----- Data excerpts
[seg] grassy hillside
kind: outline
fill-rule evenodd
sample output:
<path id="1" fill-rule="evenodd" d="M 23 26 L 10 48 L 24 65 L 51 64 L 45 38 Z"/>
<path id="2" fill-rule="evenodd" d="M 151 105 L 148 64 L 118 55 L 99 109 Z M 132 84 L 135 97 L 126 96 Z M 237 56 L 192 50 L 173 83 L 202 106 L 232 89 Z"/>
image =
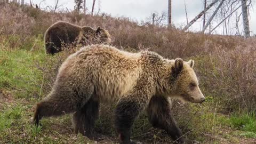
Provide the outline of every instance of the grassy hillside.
----------
=== Required task ===
Rewrite the lines above as a Markdown table with the columns "Row" and "Text", where each row holds a row number and one line. Skip any blank lines and leave the pictures out.

=== Exercise response ===
| Row | Text |
|---|---|
| 1 | [seg] grassy hillside |
| 2 | kind: outline |
| 3 | fill-rule evenodd |
| 4 | sample output: |
| 5 | <path id="1" fill-rule="evenodd" d="M 23 26 L 10 48 L 24 65 L 51 64 L 45 38 Z"/> |
| 6 | <path id="2" fill-rule="evenodd" d="M 151 105 L 148 64 L 118 55 L 99 109 Z M 132 84 L 135 97 L 126 96 Z M 237 56 L 192 50 L 173 83 L 202 106 L 232 89 Z"/> |
| 7 | image = |
| 8 | Provide the outline of every instance of the grassy hillside. |